>> Start Material supplied

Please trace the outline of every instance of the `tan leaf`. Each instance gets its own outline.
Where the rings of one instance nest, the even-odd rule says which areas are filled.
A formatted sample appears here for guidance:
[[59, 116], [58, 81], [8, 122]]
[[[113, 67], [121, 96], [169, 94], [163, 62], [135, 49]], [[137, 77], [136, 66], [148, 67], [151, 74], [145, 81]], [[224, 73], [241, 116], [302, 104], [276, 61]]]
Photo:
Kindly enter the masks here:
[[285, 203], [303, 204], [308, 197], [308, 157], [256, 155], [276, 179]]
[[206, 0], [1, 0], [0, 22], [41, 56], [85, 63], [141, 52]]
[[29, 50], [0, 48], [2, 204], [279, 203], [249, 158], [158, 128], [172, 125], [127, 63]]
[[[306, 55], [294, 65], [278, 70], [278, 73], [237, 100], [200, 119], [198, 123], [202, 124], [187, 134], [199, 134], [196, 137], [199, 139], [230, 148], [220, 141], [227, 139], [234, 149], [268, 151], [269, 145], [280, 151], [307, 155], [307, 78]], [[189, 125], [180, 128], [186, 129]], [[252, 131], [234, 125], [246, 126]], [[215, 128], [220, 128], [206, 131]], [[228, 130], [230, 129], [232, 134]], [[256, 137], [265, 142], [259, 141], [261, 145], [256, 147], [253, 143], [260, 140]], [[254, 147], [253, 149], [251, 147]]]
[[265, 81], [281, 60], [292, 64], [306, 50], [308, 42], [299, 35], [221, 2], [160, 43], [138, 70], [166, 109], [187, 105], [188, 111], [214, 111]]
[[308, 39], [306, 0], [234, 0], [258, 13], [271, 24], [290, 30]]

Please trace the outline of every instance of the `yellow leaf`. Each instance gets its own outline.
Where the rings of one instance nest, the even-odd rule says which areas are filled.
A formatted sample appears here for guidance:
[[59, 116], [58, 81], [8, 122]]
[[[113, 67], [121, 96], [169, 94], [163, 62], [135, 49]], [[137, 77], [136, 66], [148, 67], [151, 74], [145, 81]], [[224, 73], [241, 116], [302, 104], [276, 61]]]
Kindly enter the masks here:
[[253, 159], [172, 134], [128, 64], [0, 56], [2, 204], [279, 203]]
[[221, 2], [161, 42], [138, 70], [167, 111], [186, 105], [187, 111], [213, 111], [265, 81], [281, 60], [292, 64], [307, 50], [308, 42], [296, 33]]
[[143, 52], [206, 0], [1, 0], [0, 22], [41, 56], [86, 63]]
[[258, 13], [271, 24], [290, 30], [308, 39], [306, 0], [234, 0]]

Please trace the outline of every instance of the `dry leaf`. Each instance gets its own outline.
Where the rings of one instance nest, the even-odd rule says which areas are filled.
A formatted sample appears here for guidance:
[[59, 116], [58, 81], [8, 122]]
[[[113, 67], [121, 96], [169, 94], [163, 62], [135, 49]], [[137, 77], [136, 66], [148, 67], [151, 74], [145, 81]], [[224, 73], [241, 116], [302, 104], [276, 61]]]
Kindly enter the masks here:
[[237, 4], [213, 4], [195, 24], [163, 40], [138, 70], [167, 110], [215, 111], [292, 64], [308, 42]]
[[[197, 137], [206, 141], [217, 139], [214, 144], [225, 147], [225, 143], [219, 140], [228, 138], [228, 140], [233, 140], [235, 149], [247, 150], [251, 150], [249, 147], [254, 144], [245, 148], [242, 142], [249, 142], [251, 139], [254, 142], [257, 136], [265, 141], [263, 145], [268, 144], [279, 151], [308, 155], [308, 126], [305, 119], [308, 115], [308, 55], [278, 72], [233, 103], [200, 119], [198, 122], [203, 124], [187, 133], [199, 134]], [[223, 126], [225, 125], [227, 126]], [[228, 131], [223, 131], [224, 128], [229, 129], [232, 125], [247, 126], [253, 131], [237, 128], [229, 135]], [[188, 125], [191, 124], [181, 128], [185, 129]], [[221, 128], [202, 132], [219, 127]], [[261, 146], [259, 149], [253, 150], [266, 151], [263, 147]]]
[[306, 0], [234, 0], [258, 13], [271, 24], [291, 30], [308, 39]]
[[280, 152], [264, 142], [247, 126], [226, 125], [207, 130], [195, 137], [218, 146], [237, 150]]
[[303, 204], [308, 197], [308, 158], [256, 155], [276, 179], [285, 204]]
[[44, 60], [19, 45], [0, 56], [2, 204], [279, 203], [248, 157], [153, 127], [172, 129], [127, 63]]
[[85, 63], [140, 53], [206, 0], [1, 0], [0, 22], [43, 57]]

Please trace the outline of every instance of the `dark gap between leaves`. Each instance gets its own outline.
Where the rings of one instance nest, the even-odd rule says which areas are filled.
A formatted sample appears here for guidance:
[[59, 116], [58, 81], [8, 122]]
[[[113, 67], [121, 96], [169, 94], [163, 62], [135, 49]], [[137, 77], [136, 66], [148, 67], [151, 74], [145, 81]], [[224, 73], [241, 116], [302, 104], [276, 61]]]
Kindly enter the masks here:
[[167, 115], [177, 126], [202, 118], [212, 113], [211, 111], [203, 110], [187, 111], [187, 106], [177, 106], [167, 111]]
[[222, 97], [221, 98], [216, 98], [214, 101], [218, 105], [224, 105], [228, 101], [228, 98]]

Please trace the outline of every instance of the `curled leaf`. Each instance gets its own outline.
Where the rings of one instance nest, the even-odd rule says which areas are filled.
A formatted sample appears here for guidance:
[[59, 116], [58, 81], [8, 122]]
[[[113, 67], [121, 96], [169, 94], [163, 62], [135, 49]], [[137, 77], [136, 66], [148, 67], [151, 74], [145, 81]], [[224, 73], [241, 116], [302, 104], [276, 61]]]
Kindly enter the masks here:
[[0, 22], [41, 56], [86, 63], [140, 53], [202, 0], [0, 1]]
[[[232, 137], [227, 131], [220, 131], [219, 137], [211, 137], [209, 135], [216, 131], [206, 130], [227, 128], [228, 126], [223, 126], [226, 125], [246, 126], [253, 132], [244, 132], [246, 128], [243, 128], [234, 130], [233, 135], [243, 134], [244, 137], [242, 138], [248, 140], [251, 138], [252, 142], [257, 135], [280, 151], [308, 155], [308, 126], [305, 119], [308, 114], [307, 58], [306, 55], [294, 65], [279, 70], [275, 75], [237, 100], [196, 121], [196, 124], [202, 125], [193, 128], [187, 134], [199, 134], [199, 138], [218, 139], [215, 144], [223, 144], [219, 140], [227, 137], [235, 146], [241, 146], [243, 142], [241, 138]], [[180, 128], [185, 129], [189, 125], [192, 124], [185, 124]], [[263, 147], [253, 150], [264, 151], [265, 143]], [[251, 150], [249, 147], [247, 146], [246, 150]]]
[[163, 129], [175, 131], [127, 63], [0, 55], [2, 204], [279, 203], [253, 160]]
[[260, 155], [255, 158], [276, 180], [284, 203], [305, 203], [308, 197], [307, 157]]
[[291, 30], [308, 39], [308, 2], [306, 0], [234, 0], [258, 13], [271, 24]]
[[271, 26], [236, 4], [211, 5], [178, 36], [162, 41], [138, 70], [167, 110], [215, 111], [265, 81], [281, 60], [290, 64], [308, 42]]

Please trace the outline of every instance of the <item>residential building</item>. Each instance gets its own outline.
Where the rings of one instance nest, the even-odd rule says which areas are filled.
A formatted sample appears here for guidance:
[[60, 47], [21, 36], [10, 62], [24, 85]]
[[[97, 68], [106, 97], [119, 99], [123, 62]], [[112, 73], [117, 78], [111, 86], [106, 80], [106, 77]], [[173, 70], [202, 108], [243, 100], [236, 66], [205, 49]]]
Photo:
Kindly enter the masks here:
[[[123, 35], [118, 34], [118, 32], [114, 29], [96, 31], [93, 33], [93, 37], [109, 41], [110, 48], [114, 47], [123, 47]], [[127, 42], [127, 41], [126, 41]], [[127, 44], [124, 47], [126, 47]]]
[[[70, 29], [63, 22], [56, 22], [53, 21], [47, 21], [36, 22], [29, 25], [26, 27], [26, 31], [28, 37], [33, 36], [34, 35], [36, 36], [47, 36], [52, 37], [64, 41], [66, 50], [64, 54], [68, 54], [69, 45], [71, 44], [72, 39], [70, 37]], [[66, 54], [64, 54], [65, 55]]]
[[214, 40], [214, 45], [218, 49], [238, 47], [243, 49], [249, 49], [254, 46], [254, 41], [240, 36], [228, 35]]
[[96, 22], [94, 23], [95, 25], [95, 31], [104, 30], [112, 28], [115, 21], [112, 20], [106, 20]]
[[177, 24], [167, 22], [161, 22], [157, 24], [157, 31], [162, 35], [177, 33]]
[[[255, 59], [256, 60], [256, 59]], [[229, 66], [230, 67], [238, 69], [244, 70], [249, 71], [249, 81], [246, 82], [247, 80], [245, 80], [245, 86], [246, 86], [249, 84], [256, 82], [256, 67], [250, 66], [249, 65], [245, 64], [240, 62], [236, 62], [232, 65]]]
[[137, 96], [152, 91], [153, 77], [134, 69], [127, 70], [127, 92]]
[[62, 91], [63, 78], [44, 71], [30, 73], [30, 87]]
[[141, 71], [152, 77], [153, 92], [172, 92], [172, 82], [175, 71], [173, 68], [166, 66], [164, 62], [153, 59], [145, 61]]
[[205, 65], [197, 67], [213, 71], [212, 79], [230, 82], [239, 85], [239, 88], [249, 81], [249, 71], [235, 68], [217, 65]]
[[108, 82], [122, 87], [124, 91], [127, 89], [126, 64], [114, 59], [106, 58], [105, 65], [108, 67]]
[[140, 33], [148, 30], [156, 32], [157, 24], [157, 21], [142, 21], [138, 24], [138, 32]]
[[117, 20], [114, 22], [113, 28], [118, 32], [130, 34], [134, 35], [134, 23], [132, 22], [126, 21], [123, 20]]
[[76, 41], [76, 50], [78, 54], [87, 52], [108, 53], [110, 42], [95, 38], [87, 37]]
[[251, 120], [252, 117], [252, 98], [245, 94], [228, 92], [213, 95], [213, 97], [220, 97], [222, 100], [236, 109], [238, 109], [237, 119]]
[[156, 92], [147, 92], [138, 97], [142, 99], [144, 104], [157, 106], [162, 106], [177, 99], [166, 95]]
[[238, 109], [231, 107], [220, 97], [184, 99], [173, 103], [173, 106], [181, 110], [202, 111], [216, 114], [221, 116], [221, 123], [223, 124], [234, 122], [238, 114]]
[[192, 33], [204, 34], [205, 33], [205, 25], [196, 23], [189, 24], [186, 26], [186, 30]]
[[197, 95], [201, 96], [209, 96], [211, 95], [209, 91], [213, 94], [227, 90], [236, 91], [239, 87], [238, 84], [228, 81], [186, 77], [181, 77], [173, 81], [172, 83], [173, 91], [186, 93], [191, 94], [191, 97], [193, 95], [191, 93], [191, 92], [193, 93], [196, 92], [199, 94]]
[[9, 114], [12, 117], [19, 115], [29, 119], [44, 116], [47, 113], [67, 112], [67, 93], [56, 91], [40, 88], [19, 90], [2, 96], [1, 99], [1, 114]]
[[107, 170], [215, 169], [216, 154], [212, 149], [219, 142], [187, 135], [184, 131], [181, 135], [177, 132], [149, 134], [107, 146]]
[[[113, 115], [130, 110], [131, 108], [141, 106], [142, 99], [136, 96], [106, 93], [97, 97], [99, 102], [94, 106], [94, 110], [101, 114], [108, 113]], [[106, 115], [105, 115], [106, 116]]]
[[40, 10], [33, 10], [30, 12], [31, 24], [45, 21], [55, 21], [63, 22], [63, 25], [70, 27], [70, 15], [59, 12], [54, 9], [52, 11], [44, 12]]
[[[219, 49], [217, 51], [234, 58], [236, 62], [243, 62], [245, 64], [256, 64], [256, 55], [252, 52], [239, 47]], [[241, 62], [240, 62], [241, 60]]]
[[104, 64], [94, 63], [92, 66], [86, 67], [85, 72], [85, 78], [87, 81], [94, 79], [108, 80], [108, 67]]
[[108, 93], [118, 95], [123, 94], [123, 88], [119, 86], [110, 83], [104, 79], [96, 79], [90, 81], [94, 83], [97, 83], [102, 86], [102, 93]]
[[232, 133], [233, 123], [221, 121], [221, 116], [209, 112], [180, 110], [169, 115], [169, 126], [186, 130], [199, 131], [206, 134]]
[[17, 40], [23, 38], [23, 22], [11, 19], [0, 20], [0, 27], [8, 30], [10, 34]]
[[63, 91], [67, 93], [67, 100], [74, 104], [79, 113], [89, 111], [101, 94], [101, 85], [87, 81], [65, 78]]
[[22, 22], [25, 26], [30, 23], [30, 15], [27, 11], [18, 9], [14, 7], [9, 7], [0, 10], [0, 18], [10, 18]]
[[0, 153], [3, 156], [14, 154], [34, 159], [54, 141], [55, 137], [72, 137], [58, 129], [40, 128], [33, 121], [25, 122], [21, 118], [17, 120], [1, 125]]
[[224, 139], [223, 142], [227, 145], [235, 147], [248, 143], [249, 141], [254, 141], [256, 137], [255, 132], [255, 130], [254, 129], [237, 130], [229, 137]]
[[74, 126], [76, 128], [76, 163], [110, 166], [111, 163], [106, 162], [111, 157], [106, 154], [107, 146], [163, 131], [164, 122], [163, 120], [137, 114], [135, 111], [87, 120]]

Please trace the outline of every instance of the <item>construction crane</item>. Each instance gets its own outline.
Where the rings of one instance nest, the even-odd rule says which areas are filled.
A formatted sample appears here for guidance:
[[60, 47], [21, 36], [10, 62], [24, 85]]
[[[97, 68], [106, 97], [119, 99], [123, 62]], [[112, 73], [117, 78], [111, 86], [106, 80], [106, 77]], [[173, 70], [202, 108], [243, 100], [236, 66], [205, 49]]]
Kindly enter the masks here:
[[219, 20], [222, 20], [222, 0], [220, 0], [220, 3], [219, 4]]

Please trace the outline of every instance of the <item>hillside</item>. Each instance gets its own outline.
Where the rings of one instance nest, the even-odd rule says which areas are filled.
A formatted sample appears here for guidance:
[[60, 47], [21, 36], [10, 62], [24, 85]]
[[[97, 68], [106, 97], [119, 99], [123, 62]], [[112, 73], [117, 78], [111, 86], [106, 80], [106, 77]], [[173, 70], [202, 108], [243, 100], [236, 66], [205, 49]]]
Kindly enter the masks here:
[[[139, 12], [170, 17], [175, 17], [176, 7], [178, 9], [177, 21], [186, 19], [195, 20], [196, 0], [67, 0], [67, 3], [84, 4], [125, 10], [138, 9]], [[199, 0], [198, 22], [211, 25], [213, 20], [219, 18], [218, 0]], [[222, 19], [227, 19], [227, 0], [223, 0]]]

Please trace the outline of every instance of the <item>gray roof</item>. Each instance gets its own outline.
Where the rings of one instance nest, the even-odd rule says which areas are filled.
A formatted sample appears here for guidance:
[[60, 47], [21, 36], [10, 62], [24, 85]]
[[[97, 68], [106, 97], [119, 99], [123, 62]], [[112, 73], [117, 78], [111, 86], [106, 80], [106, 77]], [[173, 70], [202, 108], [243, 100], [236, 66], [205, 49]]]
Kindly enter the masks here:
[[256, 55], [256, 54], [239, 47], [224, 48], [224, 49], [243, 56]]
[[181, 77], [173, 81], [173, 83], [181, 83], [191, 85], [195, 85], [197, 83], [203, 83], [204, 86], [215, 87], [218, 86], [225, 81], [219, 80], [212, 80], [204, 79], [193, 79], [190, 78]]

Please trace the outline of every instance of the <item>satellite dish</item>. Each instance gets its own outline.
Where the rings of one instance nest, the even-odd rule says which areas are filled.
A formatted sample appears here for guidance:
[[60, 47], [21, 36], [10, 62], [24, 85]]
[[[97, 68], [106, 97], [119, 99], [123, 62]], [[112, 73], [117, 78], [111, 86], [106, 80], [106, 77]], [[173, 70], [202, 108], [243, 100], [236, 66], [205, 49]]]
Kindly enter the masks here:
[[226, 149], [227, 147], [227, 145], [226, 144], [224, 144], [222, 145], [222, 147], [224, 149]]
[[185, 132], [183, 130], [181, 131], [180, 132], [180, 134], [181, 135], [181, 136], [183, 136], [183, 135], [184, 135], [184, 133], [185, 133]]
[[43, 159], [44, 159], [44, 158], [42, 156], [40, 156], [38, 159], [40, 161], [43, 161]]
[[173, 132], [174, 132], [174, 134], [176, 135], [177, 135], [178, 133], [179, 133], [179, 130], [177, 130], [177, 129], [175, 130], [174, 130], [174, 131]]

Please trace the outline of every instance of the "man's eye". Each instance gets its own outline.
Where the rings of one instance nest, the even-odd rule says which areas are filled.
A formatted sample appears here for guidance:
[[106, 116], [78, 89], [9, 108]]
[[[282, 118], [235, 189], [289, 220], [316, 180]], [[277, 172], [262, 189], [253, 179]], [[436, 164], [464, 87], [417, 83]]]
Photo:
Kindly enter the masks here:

>> End Material supplied

◆ **Instructions to follow**:
Please extract every line from the beginning of the material through the line containing "125], [127, 63]]", including both of those lines, and copy them out verbatim.

◆ **Final result**:
Please trace the outline of every instance of the `tan leaf`. Each instance gets its own outline.
Where the rings of one instance nest, the even-odd rule says which areas are filled.
A formatted sample appears here for guidance:
[[59, 116], [58, 81], [8, 122]]
[[[113, 67], [121, 96], [169, 94], [163, 62], [135, 49]], [[137, 77], [136, 66], [148, 67], [151, 74], [145, 81]], [[224, 73], [241, 116], [302, 104], [276, 61]]]
Photo:
Kindly enter the masks here:
[[285, 203], [303, 204], [308, 197], [308, 157], [256, 155], [276, 179]]
[[206, 0], [1, 0], [0, 22], [41, 56], [85, 63], [141, 52]]
[[29, 50], [0, 48], [2, 204], [279, 203], [249, 158], [158, 128], [172, 125], [127, 63]]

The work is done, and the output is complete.